### OBJECTIVE
Copy the records below word for word, from the line containing "Q: For each instance of the snowy" down through the line containing "x=282 y=345", including both of those lines. Give only those lines.

### DATASET ROWS
-----

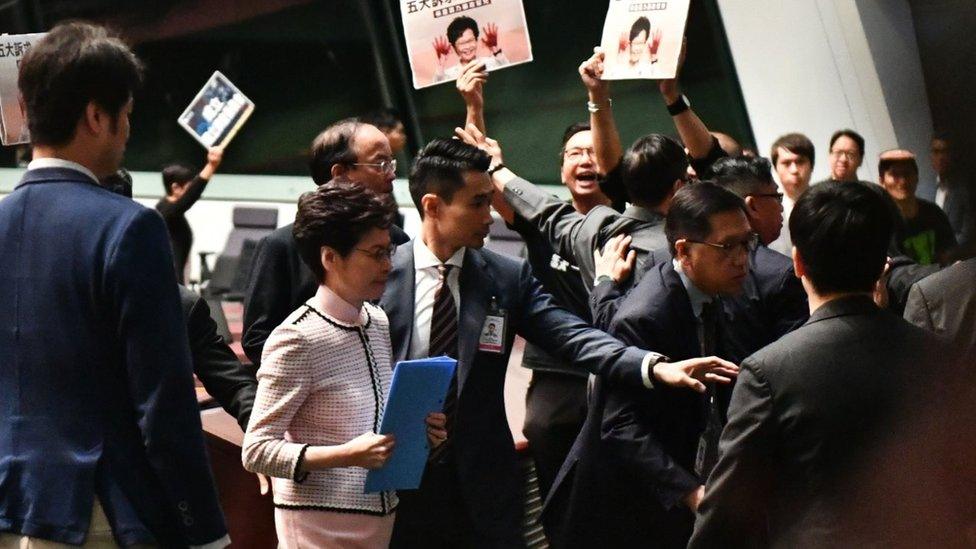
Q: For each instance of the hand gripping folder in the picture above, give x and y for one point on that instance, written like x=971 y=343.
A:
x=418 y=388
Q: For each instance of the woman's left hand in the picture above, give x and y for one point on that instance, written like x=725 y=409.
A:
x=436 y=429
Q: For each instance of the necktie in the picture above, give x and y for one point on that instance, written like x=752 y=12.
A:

-----

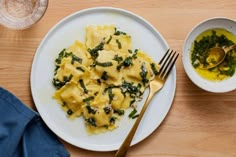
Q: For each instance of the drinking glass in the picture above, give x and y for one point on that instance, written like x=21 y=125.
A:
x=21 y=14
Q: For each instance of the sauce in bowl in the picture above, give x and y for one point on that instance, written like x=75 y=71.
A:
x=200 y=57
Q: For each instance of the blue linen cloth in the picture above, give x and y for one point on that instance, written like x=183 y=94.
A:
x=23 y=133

-----

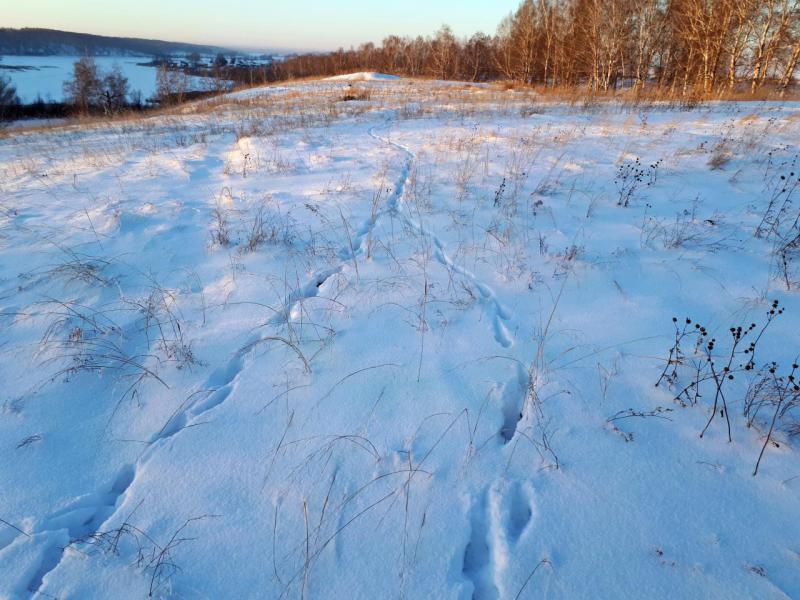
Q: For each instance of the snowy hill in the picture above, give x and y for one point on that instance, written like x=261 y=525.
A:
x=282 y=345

-----

### EXERCISE RESULT
Q: For each instance of the snowy hill in the picture above, give x and y for one point on that instance, written like x=261 y=525.
A:
x=282 y=345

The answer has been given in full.